Text to read
>>>

Nuns in the Himalayas, Jarmusch in Memphis, Jackie Chan back in Asia, Gamera, "Death Race 2000" and more
Let me save you some time, along with wear and tear on those e-mailin' fingers. Yes, the title of this sporadic feature is obnoxious, and the DVDs reviewed are (in some but not all cases) almost willfully obscure. That's pretty much the point! I mean, look: "Kick-Ass" is out on DVD too. But let's think about that for a second: You don't care what I think about that movie, and neither do I. Are we clear?
I've neglected this franchise for so long that I had to winnow down insanely to get to an initial list of 25 or 30, and then just pick the final 10 (actually 11) by pure whim and/or recent release date. I could do an entirely different list of DVDs released before May, not to mention the veritable gold mine that lies ahead of us in August. I could have done a list that read even more like an infomercial for the Criterion Collection than this one does. So ritual apologies to the publicists who torment my mail carrier, and we'll get to some more discs soon.
Dubious as I remain about the Blu-ray format — sure, it looks awesome if you've got the right equipment, but talk about planned obsolescence! — I too have relented. We've tried to catch every instance where a film is available on both formats, but I'm simply not thorough enough to pay attention to the different extras often available on Blu-ray. The complaint desk is open alternate Thursdays from 12:01 to 12:45, in every month without a "u," "r" or "y."
Please chime in with your own suggestions, since I've definitely left out a lot of great stuff.
What mad, nerdy, completist spirit has led the folks at Shout! Factory to release the original Japanese-language versions of two second-string mid-'60s monster movies (never previously available on DVD)? Well, the same spirit led me to watch both of them with tremendous relish. If you've worn out your Godzilla library, you'll find much the same blend of Cold War dread and high-camp cuteness in these sagas about the reheated giant turtle from the Lost Continent of Atlantis, accidentally thawed when a Soviet bomber is shot down in the Arctic. Created by Daiei Studios as a rival to Toho's "King of the Monsters," Gamera and his spinning-saucer flight technique held his own in the Japanese market for several years, and became a staple of Stateside kids' TV in badly dubbed versions. Shout! will reissue all six of the Daiei films, but the low-tech, black-and-white claustrophobia of the 1965 original has the most force. "Gamera vs. Barugon" is the first color entry, featuring an evil lizard that threatens to launch a new Ice Age, along with Japanese actors playing New Guinea natives. Awkward! But really fun!

<<<

Exercise instructions
(1) Can you reproduce the DVD review column word for word, from "I've neglected this" to "more discs soon."?
(2) Can you pick up the DVD review column after its final sentence and carry it on?

Record set
>>>

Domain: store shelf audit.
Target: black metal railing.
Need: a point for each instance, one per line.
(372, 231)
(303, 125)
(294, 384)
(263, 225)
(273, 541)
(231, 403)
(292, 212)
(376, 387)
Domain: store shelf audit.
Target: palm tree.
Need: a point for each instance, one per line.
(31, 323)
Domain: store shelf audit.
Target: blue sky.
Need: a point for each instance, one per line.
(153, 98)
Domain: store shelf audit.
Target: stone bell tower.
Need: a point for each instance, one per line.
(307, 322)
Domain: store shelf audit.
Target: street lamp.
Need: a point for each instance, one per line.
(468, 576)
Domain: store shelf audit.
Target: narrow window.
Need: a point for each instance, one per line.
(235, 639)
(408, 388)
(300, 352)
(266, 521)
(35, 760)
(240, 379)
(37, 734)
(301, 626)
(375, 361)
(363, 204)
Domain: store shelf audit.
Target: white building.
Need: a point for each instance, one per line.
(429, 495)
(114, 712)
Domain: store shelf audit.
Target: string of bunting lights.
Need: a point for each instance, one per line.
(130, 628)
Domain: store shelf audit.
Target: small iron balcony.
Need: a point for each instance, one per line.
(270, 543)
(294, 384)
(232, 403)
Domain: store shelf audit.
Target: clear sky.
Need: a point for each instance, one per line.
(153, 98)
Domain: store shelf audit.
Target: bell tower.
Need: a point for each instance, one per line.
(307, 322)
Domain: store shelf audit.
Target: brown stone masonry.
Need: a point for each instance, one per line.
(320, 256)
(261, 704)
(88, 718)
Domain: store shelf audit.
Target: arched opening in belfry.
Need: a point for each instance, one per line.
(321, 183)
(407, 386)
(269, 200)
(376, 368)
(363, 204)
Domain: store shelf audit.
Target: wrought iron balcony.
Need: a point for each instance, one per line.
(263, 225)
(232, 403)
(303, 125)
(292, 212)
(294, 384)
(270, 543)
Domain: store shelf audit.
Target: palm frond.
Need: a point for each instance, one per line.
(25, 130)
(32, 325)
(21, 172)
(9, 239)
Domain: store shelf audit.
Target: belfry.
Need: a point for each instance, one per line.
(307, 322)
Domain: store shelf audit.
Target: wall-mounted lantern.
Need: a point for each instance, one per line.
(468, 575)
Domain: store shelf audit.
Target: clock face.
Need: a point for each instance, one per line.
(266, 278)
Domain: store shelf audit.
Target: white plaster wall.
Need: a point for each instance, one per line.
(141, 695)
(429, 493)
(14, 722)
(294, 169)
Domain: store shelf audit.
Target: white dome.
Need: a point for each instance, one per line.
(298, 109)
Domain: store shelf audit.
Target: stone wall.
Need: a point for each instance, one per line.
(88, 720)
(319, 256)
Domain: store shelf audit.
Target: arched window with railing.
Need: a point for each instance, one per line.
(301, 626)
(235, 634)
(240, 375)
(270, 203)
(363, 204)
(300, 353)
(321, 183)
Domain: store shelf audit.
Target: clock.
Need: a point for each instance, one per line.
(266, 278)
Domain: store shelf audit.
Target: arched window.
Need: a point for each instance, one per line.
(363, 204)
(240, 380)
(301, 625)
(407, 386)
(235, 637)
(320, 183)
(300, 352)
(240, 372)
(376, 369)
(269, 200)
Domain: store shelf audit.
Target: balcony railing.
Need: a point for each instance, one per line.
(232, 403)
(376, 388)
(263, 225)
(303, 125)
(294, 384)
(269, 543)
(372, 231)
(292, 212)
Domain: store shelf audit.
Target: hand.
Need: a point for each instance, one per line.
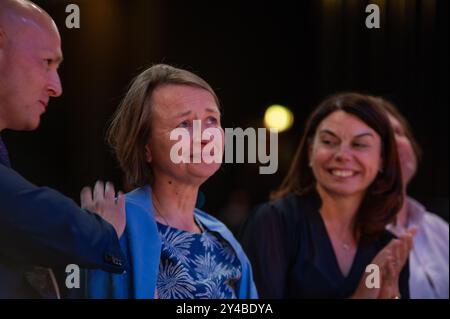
(396, 259)
(105, 204)
(390, 260)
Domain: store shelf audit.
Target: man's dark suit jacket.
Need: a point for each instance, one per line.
(41, 227)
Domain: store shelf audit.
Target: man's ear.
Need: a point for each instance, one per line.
(148, 153)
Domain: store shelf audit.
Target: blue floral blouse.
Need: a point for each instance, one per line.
(196, 266)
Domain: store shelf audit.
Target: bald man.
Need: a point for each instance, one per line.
(39, 228)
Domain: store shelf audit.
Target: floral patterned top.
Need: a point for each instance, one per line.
(196, 266)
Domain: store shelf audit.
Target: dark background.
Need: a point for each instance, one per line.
(253, 54)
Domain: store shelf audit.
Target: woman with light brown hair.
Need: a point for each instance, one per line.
(326, 223)
(428, 260)
(176, 251)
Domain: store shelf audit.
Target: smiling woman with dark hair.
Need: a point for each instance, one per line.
(327, 221)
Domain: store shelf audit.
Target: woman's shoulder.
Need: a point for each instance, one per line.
(289, 208)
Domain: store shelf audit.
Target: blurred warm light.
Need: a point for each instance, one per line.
(278, 117)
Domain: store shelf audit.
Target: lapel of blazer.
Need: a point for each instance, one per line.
(43, 281)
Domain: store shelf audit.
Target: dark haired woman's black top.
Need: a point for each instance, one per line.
(292, 255)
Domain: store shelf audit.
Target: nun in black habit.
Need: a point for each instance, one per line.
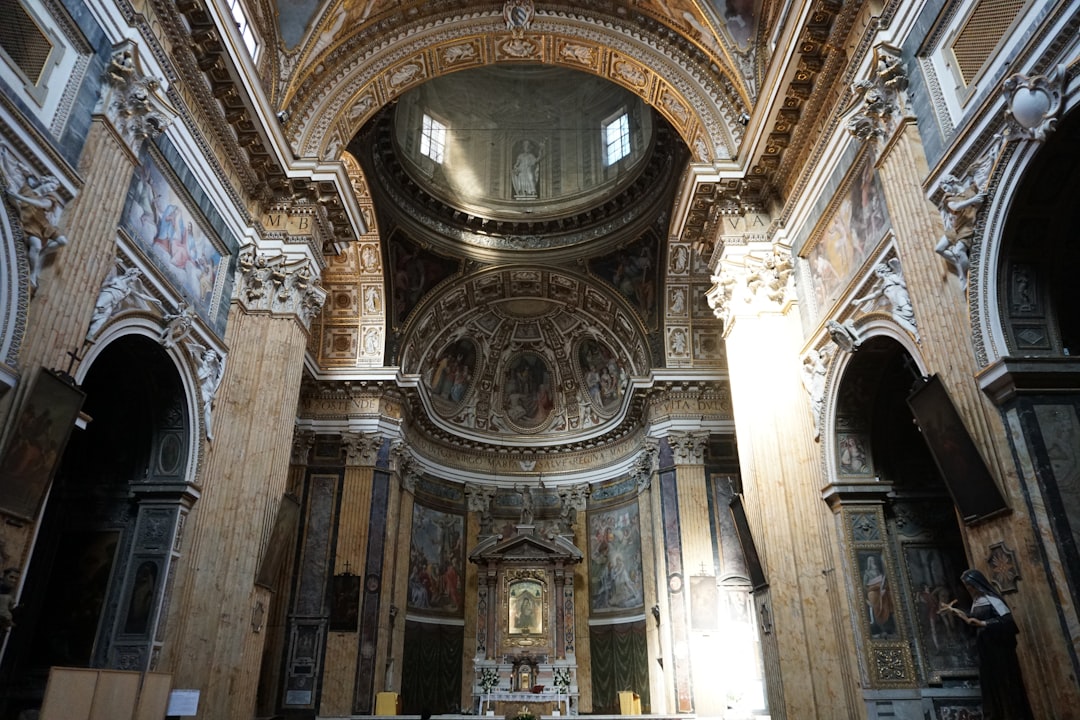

<<<

Written answers
(1)
I've neglected this franchise for so long that I had to winnow down insanely to get to an initial list of 25 or 30, and then just pick the final 10 (actually 11) by pure whim and/or recent release date. I could do an entirely different list of DVDs released before May, not to mention the veritable gold mine that lies ahead of us in August. I could have done a list that read even more like an infomercial for the Criterion Collection than this one does. So ritual apologies to the publicists who torment my mail carrier, and we'll get to some more discs soon.

(2)
Columbia Pictures arrived late to the vault-scouring game of releasing big packages of '50s genre films on DVD, but by partnering with Martin Scorsese's Film Foundation on these loving restorations and remasterings, they've absolutely done it the right way. This second set of Columbia noirs features five little-known films, but all are worth seeing and at least two qualify as major discoveries. I'd never seen Fritz Lang's "Human Desire," a 1954 Emile Zola adaptation (!) with Glenn Ford, Gloria Grahame and Broderick Crawford as the parties in a tangled love triangle, but it's a doozy. Jacques Tourneur's "Nightfall" lacks star power and isn't as good, but features classic noir cinematography by Burnett Guffey. Scorsese himself introduces "The Brothers Rico," an obscure but ruthless and absorbing late-'50s Mafia flick. In Richard Quine's terrific 1954 "Pushover," cop Fred MacMurray falls for gangster's moll Kim Novak (in one of her earliest starring roles) with predictably disastrous results. And what would a noir collection be without nuclear paranoia? In Irving Lerner's 1958 "City of Fear," Vince Edwards breaks out of prison with a canister of white powder he thinks is pure heroin. Whoops!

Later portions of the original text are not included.